═════ Excerpted passage ═════
Wikination
Wikination

J. D. Salinger died January 27th, at the age of 91. The American author was best known for his 1951 novel The Catcher in the Rye, as well as his reclusive nature. This is a tribute to the man.

Mr. Salinger's "The Catcher in the Rye" caused a sensation when it was published. With its very first sentence, the book, which came out in 1951, introduced a brand-new voice in American writing, and it quickly became a cult book, a rite of passage for the brainy and disaffected. "Nine Stories," published in 1953, made Mr. Salinger a darling of the critics as well, for the way it dismantled the traditional architecture of the short story and replaced it with one in which a story could turn on a tiny shift of mood or tone. -- The New York Times
It remains to be seen whether death will now publish Mr. Salinger — whether there is an archive of his later life’s work waiting to be revealed. There was a purity in Mr. Salinger’s separation from the world, whatever its motives, whatever his character. His half-century of solitude and silence was a creative act in itself, requiring extraordinary force of will.
═════
Can you rewrite everything in the Salinger tribute from "J. D. Salinger" down to "to the man.", changing "reclusive" to "solitary"?
═════ Data lines ═════
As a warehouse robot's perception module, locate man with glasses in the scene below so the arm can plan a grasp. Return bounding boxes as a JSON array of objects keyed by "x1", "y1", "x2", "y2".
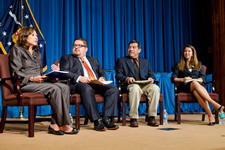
═════
__Task result__.
J. D. Salinger died January 27th, at the age of 91. The American author was best known for his 1951 novel The Catcher in the Rye, as well as his solitary nature. This is a tribute to the man.